Problem statement
Starting at the line that contains "Phrase -- burnt shrub" and ending at the final line of the material below, copy out every line, with only the point coordinates changed. Multiply each coordinate by 1.55 and round it to a whole number, rounding halves up.

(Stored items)
+ + + + +
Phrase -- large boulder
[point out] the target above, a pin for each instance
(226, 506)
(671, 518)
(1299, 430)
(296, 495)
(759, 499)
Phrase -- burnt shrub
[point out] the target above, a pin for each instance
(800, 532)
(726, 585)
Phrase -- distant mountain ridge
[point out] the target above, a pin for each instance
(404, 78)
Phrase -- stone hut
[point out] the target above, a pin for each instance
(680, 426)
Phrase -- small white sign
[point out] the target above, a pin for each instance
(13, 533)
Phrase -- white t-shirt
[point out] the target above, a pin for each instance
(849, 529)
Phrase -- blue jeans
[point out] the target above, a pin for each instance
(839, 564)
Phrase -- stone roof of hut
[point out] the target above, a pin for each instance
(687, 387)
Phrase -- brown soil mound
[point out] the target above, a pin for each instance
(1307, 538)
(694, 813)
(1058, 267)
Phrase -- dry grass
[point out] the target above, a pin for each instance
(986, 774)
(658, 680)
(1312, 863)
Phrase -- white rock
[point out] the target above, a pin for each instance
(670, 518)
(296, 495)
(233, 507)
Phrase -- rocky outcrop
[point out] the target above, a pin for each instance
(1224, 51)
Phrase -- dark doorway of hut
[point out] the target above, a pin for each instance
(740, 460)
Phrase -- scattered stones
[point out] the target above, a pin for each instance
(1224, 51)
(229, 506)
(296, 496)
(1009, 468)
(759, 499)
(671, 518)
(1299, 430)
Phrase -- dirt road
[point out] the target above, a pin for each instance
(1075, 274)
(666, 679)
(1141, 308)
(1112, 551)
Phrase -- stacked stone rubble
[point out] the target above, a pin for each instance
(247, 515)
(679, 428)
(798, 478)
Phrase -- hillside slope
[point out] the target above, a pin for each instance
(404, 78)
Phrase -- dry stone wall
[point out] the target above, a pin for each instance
+ + + + +
Completed task
Phrase -- burnt shrub
[point out] the target above, a pin for each instance
(1240, 825)
(1125, 907)
Phrase -- distant mountain ridge
[point out] the target above, a pin for each instance
(626, 121)
Phrase -- stone hut
[point out] the target above, a pin for each instance
(1054, 660)
Phrase -- small white sign
[point out] the target above, a pin for each instance
(20, 826)
Phrase -- white t-shirt
[point out] the target above, a pin for each instance
(1316, 820)
Phrase -- blue jeans
[point out] the target above, a pin for each instance
(1300, 874)
Phrase -- stone roof of hut
[point out] the target above, a pin for each instance
(1065, 600)
Phrase -- brown soil mound
[point out] the target above, a pin for each instance
(2026, 834)
(1076, 1260)
(1640, 414)
Phrase -- dry grass
[point out] the target above, a pin for each instance
(1528, 1200)
(1020, 1054)
(2034, 1338)
Phrase -- white rock
[point out] the target above, a pin for each instance
(1039, 803)
(459, 767)
(361, 786)
Phrase -- rocky outcrop
[point out] the target above, a pin for each instance
(1897, 79)
Phrase -- dark doorway of hut
[point out] the target above, a pin for each instance
(1147, 713)
Phrase -- scattered stones
[point out] the target above, a pin for each instance
(1897, 79)
(355, 784)
(459, 769)
(1564, 725)
(1176, 773)
(1040, 803)
(2013, 667)
Phrase -- dirt road
[point out] the target above, a pin for each instance
(1666, 425)
(1032, 1052)
(1769, 477)
(1724, 854)
Phrase -- stacked stone rubble
[point out] the target above, a pin for each instance
(383, 798)
(1052, 663)
(1237, 741)
Phrase -- hillside slope
[point out] the target above, a pin for each instance
(626, 121)
Phrase -- dry stone wall
[point out] the target above, a pin for each instance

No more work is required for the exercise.